_Что нужно сделать_. Пожалуйста, перепишите часть текста о Саде, начав со слов «В случае Сада» и закончив словами «ее как преступление.». Замените в ней «общество» на «государство».

Он так много говорил о силе духа не потому, что ею обладал, а потому, что к ней стремился. Оказавшись лицом к лицу с несчастьем, он хныкал и впадал в уныние. Ужас перед нищетой, который постоянно его преследовал, был симптомом более глобального беспокойства, страха перед реальностью. Он не доверял всем и каждому, потому что ощущал собственную ненадежность. Он залезал в долги, он приходил в ярость без всякой причины и мог сбежать или пойти на уступки в самый неподходящий момент. Его не интересовал этот скучный и все не угрожающий мир. Когда он пишет, что "ревность подчиняет себе и в то же время объединяет все другие страсти", он дает точное описание своего собственного опыта. Эротизм кажется ему единственным возможным наполнением существования. И если он посвятил себя ему с такой энергией, таким бесстыдством и неистовством, то потому, что предпочел жить в мире воображаемом, потому, что придавал большее значение фантазиям, которыми опутывал акт наслаждения, чем ему самому.
В случае Сада скандал был, по-видимому, неизбежен. Возможно, единственным способом получить удовлетворение от своего тайного триумфа было сделать его явным. Он играл с огнем и считал себя хозяином положения, но общество, желавшее безраздельного господства над человеком, было начеку. Оно цепко ухватилось за его тайну и классифицировало ее как преступление.
Хотя первой реакцией Сада были стыд и раскаяние, он слишком ценил свои развлечения, чтобы их оставить. Вместо этого он решил избавиться от чувства стыда, бросив вызов обществу. Весьма примечательно, что его первая преднамеренная скандальная демонстрация имела место сразу после выхода из тюрьмы. Он приехал в свой замок в сопровождении любовницы, которая под именем мадам де Сад пела и танцевала перед прованской знатью.
Близкое общение с женой показало Саду, как пресна и скучна добродетель, и он восставал против добродетели со всей силой отвращения, которое только может испытывать существо из плоти и крови. Но с помощью той же жены он, к своему восторгу, обнаружил, как легко может быть поругано Добро в его облеченной в плоть форме. Жена не была для него врагом, но, как все жены, она воплощала в себе добровольную жертву и сообщницу. Отношения де Сада с маркизой, вероятно, нашли почти полное отражение в описании отношений Бламона с его женой. Бламон находит особое удовольствие в том, чтобы необыкновенно ласково обращаться с женой именно в те моменты, когда он лелеет в душе самые черные замыслы. Нанести удар, когда ожидают радости - в этом может заключаться одно из высочайших проявлений воли тирана, и Сад понял это за сто пятьдесят лет до психоаналитиков. Мучитель, замаскированный под влюбленного, наслаждается видом жертвы, преисполненной благодарности, принимающей жестокость за нежность. Несомненно, именно возможность соединения таких невинных наслаждений с выполнением социального долга позволила Саду иметь троих детей от жены.

(Фрагменты набора данных)
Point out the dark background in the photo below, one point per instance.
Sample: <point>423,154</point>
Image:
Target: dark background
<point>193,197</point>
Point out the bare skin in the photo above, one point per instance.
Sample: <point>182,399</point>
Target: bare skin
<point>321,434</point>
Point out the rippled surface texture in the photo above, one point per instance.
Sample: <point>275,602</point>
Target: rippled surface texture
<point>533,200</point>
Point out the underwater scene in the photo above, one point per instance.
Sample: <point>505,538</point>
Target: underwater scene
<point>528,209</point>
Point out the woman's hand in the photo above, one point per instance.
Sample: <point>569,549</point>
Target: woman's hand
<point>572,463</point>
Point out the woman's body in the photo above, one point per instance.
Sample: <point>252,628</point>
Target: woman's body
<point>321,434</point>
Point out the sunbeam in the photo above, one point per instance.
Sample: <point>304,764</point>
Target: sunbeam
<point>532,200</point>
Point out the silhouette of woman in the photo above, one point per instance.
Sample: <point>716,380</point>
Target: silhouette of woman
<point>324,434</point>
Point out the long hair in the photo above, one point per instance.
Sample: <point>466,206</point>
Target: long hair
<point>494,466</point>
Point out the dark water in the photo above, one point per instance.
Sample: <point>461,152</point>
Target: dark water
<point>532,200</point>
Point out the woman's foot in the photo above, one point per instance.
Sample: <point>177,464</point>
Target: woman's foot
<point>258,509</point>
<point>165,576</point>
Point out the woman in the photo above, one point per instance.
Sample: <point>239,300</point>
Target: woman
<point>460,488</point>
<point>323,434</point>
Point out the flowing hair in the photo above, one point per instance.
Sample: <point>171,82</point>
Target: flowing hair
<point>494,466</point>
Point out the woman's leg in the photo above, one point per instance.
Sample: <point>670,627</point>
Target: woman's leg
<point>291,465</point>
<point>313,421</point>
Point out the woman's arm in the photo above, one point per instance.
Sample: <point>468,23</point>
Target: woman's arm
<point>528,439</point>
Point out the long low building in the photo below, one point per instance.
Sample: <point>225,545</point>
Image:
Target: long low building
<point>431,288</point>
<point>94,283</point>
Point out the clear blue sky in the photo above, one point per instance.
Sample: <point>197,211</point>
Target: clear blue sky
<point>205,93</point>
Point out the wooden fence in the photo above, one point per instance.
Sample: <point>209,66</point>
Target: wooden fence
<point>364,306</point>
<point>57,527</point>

_Решение_.
В случае Сада скандал был, по-видимому, неизбежен. Возможно, единственным способом получить удовлетворение от своего тайного триумфа было сделать его явным. Он играл с огнем и считал себя хозяином положения, но государство, желавшее безраздельного господства над человеком, было начеку. Оно цепко ухватилось за его тайну и классифицировало ее как преступление.